Exercise tasks:
• A. According to the Pentecost sermon, how many days did the disciples spend in prayer between Ascension and Pentecost?
• B. Quote the Pentecost sermon word for word from "It’s not too" up to and including "Please do come.".

Source:
Pentecost 2018

I have a new definition of middle age. I think middle age begins when the experiences of your childhood are totally incomprehensible to children of that age today. So for instance I was trying to explain to my daughters that we didn’t have mobile phones and the internet in the 1980s, or for much of the 90s for that matter. If I wanted to look something up I had to walk to the library

So how did you make phone calls Daddy? Well we had a big handset with a hole near your mouth and another one near your ear. It had curly wire coming out of it, which went into what we called the telephone. There weren’t buttons on the phone but a kind of circular thing.


So did you have to put all that in your pocket to make a phone call Daddy? No – you couldn’t carry it. It was wired into the wall. You couldn’t sort the washing out or lay the table or watch telly while you made a phone call – you stood in the hallway. And the kids give me this look…and I start telling them how good dinosaur burgers tasted.


We get so used to the status quo that we forget what life was like beforehand. We take for granted the good things, the situation that we enjoy, and struggle to imagine how life might be different.


That can be an issue when we approach the New Testament. With the benefit of hindsight we are not like the early apostles – we know that Judas will betray Jesus. The story is familiar: Jesus dies, but it’s ok because we know he will rise again. We live in a culture which is formed by Christianity – yes culture may not acknowledge those Christian roots but they are there nonetheless. It’s hard for us to grasp just how radical it was to say ‘Jesus is Lord’ which means that Caesar is not. Or to believe in one God rather than many.


Perhaps it is also hard to imagine life before the coming of the Holy Spirit. Today is Pentecost when we remember the day when the Holy Spirit was poured out on all the disciples.

This event doesn’t just come out of nowhere. Later in Peter’s speech he explains the background. Jesus had risen from the dead on that first Easter. Then he appeared to his disciples. The Thursday before last we remembered Ascension Day when he returned to be with God – but he told his disciples to wait in Jerusalem for the gift he had promised.


So the disciples waited. And while they waited they prayed. In fact, verse 14 of Chapter 1 of the book of Acts tells us that they were ‘constantly devoted to prayer’. They spent the 9 days from Ascension to Pentecost in prayer. That’s why when the Archbishops wanted to call the church to a special season of prayer, they chose the past 9 days. That’s why on the 11th and 12th May we organised 24 hours of prayer in our churches. That’s why we had a day of prayer for children’s ministry on Tuesday last week. And it’s why we’re giving out these booklets to anyone who wants them as aids to prayer.


It’s not too late to begin. Having a focussed time of prayer together is great, and we draw encouragement and strength from one another. But we can pray anytime, anywhere. Prayer is so important that next week I’ll be starting a sermon series on that subject. From now until the school holidays we’ll be just scratching the surface of the huge riches of Biblical material on prayer. There is so much to learn about prayer, and I’m really looking forward to exploring it. Please do come.

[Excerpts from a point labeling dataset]
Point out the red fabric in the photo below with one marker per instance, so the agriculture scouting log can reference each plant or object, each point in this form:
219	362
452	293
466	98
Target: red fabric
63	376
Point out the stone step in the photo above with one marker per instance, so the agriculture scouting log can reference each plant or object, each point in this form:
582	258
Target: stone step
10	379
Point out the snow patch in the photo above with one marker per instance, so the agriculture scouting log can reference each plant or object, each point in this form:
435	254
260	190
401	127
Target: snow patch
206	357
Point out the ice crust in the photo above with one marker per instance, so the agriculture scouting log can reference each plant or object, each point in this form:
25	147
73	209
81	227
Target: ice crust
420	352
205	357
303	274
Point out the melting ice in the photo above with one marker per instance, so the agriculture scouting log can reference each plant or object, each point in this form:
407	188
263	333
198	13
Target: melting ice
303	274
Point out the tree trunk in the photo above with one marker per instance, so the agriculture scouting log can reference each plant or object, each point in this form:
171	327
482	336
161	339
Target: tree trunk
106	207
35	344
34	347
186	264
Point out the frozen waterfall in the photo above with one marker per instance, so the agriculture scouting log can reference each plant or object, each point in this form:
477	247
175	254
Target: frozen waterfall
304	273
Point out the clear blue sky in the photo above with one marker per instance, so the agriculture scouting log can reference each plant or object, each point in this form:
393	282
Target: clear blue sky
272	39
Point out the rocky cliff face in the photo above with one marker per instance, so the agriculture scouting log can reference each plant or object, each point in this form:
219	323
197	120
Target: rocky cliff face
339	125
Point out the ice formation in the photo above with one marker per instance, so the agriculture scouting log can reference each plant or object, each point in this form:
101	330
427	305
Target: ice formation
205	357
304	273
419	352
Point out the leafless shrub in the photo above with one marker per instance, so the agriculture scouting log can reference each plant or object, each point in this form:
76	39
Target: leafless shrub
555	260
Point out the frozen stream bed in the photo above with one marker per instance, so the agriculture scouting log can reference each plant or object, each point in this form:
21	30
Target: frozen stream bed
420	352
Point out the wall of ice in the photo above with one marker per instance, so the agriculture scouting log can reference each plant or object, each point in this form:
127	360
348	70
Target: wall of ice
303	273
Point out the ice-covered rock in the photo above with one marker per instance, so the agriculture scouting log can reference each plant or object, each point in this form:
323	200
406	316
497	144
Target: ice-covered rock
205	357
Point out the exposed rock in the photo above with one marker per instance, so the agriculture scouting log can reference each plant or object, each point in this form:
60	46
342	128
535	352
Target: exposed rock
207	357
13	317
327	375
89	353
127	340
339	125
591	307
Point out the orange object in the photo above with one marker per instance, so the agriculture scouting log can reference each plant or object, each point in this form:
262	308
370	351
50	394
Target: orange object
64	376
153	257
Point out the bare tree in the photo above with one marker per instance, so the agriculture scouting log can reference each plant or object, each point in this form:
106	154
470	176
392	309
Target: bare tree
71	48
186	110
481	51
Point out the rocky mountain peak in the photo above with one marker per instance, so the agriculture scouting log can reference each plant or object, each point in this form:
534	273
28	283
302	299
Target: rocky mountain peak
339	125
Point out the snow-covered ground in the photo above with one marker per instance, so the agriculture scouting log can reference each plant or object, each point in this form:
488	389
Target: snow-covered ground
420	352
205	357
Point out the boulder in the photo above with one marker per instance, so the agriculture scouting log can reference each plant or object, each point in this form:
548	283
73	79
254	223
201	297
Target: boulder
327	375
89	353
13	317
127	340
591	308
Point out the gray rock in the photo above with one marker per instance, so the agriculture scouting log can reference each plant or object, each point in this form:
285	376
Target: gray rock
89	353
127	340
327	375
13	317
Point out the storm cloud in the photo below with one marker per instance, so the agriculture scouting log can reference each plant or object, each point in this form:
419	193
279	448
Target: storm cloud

Answers provided:
• A. Nine days.

• B.
It’s not too late to begin. Having a focussed time of prayer together is great, and we draw encouragement and strength from one another. But we can pray anytime, anywhere. Prayer is so important that next week I’ll be starting a sermon series on that subject. From now until the school holidays we’ll be just scratching the surface of the huge riches of Biblical material on prayer. There is so much to learn about prayer, and I’m really looking forward to exploring it. Please do come.